Top of Source material
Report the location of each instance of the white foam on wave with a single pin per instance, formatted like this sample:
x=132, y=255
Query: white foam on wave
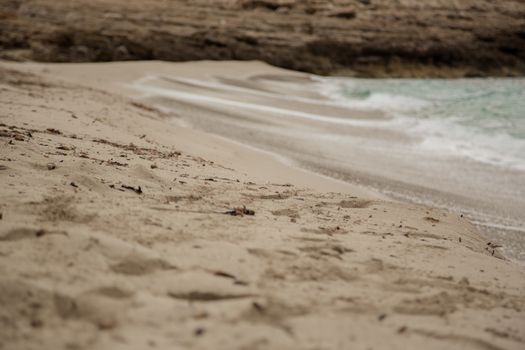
x=152, y=90
x=441, y=136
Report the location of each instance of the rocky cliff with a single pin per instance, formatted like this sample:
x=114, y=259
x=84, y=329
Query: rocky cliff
x=349, y=37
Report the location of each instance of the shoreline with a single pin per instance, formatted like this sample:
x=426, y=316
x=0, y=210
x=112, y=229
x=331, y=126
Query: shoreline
x=120, y=228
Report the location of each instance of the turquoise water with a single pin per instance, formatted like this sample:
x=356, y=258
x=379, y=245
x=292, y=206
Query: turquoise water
x=480, y=119
x=452, y=144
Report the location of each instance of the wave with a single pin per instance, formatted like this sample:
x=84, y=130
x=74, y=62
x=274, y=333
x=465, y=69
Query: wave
x=451, y=118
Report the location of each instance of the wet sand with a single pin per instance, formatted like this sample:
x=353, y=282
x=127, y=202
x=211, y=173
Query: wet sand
x=117, y=231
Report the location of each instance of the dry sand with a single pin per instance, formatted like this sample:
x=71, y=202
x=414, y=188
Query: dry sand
x=116, y=232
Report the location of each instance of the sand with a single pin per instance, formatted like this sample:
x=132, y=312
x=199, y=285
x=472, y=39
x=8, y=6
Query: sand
x=117, y=231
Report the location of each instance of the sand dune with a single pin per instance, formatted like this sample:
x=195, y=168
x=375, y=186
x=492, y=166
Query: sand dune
x=117, y=231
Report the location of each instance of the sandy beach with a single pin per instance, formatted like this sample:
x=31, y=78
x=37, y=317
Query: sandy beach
x=122, y=228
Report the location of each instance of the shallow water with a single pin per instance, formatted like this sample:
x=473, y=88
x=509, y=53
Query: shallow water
x=456, y=144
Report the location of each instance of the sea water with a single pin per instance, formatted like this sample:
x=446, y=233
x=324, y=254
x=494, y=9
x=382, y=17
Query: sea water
x=481, y=119
x=455, y=144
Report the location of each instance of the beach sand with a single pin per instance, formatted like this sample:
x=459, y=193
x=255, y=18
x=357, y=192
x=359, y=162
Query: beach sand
x=120, y=228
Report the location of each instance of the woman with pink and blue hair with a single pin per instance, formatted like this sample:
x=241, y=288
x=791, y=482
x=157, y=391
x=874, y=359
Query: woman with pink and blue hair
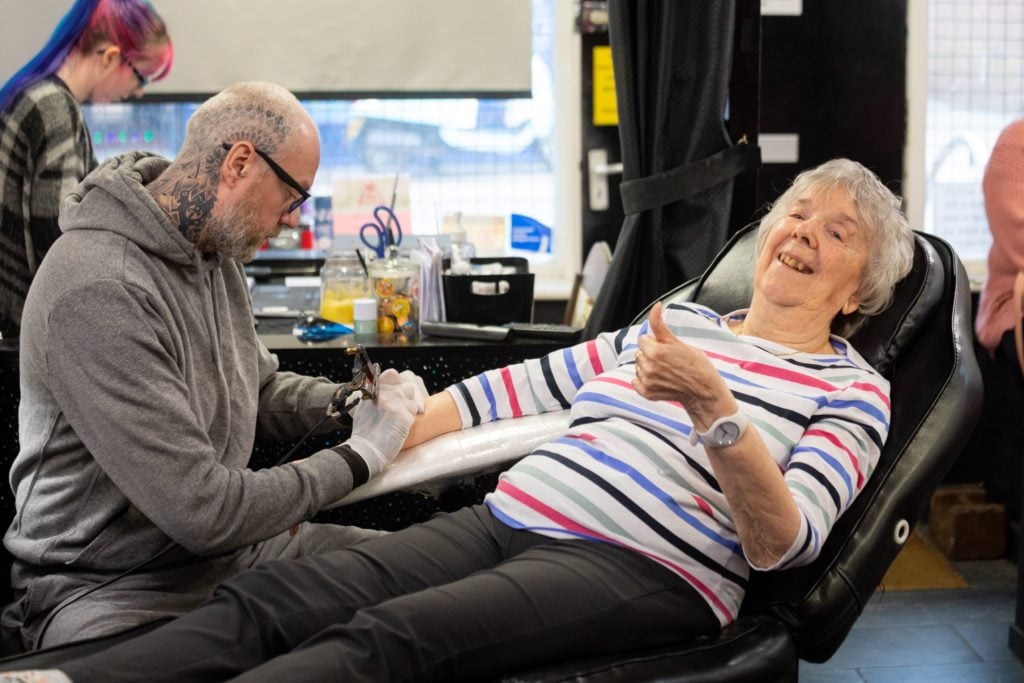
x=101, y=51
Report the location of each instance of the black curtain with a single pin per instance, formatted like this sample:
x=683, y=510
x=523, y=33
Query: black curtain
x=672, y=59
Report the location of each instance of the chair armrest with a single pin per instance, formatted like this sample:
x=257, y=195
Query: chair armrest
x=431, y=466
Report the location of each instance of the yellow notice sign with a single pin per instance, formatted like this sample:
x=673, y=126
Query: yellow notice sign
x=605, y=105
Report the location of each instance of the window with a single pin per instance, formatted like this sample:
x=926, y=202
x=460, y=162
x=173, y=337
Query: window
x=975, y=87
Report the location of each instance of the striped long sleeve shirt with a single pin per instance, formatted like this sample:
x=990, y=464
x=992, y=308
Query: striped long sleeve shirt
x=626, y=472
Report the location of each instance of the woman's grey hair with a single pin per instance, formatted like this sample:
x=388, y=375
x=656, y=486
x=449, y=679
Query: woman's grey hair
x=890, y=238
x=265, y=114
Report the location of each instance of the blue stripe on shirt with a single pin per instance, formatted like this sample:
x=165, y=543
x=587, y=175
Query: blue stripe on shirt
x=650, y=487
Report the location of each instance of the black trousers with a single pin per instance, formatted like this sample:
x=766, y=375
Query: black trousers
x=460, y=597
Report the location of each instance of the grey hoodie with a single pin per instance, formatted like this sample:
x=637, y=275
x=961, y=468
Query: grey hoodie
x=143, y=386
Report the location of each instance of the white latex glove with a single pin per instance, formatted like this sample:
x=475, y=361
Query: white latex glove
x=418, y=386
x=380, y=427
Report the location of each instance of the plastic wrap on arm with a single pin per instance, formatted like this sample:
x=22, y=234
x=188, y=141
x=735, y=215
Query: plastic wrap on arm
x=432, y=466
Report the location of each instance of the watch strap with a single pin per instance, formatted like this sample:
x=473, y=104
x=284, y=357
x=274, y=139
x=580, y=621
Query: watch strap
x=708, y=437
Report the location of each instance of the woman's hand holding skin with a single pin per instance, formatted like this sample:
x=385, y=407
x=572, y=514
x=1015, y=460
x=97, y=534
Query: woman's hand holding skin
x=669, y=369
x=766, y=518
x=439, y=417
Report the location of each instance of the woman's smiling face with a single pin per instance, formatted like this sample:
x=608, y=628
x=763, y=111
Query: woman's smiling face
x=814, y=257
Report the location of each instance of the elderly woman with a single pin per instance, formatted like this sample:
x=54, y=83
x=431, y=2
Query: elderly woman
x=701, y=445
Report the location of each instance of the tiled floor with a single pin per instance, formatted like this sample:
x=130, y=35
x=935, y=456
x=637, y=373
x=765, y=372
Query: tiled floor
x=956, y=636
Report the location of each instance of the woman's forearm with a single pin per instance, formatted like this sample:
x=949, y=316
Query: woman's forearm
x=440, y=416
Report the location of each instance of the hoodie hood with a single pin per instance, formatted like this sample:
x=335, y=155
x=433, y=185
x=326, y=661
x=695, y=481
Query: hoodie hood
x=114, y=199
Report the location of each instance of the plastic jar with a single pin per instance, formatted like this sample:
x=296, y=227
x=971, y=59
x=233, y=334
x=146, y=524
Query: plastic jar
x=394, y=283
x=342, y=282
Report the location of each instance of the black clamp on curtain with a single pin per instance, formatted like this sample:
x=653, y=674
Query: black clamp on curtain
x=673, y=60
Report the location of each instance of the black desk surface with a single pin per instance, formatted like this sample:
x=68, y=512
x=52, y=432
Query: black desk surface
x=439, y=361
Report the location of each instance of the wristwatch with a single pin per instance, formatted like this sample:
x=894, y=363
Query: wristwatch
x=723, y=432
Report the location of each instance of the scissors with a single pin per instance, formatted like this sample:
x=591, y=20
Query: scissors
x=387, y=231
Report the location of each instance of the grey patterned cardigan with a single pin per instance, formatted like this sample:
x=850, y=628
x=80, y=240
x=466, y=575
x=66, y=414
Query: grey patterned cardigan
x=45, y=151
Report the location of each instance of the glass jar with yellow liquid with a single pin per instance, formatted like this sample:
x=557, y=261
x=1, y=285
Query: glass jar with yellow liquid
x=343, y=280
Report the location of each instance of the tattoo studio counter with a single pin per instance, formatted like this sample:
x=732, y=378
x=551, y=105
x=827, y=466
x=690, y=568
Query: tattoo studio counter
x=439, y=361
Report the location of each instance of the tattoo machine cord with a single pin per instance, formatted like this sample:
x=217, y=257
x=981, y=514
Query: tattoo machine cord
x=365, y=374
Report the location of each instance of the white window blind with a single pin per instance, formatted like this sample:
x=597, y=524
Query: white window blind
x=320, y=46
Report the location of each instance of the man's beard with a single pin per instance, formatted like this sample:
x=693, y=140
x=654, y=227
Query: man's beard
x=231, y=232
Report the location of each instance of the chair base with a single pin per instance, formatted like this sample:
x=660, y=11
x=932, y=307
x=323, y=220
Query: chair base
x=752, y=649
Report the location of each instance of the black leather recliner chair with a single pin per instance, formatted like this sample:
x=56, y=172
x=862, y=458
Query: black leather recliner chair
x=923, y=343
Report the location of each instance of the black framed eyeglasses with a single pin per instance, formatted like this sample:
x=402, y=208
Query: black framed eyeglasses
x=282, y=175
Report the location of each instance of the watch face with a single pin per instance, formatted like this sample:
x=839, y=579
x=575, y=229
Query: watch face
x=727, y=433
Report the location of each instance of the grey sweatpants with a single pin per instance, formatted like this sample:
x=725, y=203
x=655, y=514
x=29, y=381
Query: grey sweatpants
x=167, y=591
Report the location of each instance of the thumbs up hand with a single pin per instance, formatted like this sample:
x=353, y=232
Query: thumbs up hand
x=669, y=369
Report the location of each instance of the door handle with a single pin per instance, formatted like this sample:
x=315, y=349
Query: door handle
x=598, y=170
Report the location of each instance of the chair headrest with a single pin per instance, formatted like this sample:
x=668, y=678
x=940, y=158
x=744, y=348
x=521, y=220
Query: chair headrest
x=728, y=285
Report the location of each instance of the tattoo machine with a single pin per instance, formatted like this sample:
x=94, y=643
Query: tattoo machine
x=365, y=374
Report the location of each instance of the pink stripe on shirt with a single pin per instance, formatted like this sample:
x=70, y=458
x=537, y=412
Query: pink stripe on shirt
x=834, y=439
x=564, y=522
x=775, y=373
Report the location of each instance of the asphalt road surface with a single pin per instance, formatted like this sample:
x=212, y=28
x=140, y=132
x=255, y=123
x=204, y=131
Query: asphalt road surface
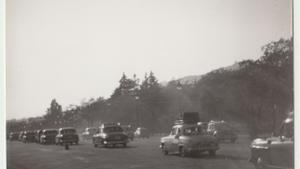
x=140, y=154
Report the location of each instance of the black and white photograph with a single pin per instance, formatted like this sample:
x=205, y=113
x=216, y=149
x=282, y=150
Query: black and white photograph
x=149, y=84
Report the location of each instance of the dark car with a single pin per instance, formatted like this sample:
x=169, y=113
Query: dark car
x=13, y=136
x=89, y=132
x=28, y=137
x=21, y=134
x=37, y=136
x=48, y=136
x=67, y=135
x=277, y=151
x=129, y=131
x=110, y=134
x=222, y=131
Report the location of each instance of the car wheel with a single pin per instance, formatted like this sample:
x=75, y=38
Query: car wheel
x=182, y=153
x=260, y=164
x=212, y=152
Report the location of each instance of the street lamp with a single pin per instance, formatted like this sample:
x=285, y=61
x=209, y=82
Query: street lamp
x=179, y=88
x=136, y=110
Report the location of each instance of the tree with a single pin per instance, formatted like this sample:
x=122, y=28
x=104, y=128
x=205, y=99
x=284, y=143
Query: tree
x=54, y=114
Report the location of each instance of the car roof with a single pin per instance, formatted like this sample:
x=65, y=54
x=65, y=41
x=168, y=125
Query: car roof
x=186, y=125
x=66, y=128
x=49, y=130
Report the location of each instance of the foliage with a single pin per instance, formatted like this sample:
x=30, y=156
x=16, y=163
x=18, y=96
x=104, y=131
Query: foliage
x=259, y=94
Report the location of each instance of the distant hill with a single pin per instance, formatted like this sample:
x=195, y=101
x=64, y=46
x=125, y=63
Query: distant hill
x=192, y=78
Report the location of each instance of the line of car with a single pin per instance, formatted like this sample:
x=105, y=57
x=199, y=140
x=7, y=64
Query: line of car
x=185, y=138
x=47, y=136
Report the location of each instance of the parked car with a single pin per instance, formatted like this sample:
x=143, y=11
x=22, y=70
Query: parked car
x=13, y=136
x=89, y=132
x=188, y=139
x=28, y=137
x=222, y=131
x=276, y=151
x=110, y=134
x=48, y=136
x=129, y=131
x=21, y=134
x=142, y=132
x=37, y=136
x=67, y=135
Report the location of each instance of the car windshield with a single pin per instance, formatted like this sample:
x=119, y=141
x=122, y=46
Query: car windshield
x=92, y=130
x=112, y=129
x=51, y=132
x=30, y=133
x=195, y=130
x=68, y=131
x=287, y=130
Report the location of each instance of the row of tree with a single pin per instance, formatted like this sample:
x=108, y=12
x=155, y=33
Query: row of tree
x=259, y=93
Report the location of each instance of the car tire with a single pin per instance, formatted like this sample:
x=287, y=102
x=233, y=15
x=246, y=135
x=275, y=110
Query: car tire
x=182, y=153
x=260, y=163
x=212, y=152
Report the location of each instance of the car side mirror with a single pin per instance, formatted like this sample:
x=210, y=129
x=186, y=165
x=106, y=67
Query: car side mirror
x=282, y=138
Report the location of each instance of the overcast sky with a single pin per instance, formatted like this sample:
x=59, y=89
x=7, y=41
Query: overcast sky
x=76, y=49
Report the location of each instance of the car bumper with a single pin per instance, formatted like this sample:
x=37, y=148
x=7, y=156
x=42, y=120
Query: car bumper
x=110, y=142
x=199, y=149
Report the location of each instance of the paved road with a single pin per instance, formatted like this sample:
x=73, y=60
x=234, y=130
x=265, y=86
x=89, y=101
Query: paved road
x=140, y=154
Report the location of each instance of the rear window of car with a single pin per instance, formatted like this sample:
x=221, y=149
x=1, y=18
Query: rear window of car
x=197, y=130
x=51, y=132
x=112, y=129
x=68, y=131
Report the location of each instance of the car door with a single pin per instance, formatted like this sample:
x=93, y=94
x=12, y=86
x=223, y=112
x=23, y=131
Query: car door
x=174, y=140
x=169, y=140
x=282, y=150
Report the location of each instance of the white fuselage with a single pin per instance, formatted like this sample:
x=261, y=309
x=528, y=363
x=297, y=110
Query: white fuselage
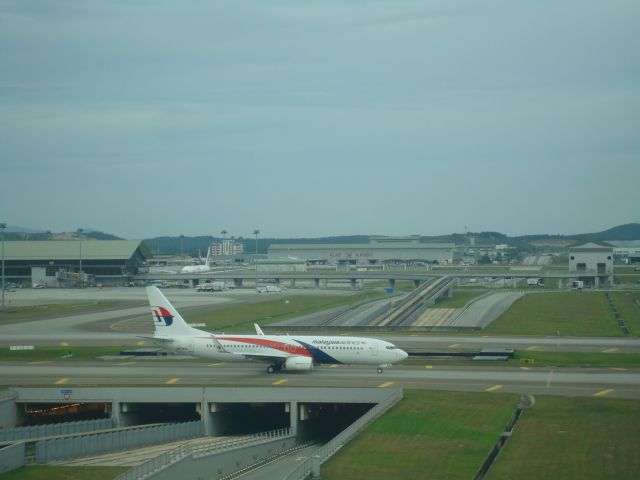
x=322, y=350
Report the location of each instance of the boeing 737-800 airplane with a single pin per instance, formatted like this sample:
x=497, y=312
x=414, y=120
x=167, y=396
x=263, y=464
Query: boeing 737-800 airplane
x=296, y=352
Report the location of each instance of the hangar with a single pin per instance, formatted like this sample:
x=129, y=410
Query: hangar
x=380, y=251
x=58, y=263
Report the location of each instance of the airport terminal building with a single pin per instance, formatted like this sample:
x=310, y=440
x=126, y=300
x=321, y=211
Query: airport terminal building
x=380, y=251
x=58, y=263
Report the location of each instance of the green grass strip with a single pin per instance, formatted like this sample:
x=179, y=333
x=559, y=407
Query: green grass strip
x=580, y=314
x=427, y=435
x=573, y=438
x=42, y=472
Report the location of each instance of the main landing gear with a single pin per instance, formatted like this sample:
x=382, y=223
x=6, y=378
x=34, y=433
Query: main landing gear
x=274, y=368
x=381, y=366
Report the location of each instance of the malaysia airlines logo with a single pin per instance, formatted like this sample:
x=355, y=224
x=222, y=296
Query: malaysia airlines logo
x=161, y=316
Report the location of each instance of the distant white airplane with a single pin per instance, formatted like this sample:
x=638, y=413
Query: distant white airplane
x=204, y=267
x=279, y=351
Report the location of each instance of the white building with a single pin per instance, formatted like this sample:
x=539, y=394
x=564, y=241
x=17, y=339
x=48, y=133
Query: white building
x=592, y=263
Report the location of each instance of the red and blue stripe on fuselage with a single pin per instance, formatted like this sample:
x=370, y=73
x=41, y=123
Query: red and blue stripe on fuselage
x=301, y=348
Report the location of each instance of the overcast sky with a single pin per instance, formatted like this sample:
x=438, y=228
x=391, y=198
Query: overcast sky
x=304, y=119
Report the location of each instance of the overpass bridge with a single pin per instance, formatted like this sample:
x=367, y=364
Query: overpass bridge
x=321, y=278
Bottom of Source material
Work instructions: From the listing above, repeat exactly the lines starting at the line that includes "x=155, y=33" and ending at the line that includes "x=275, y=110", with nothing outside that span.

Exercise solution:
x=155, y=33
Query: row of tree
x=259, y=93
Report the location of each instance of the car tire with a single pin per instance, formatted like this sample:
x=287, y=102
x=233, y=15
x=246, y=135
x=275, y=110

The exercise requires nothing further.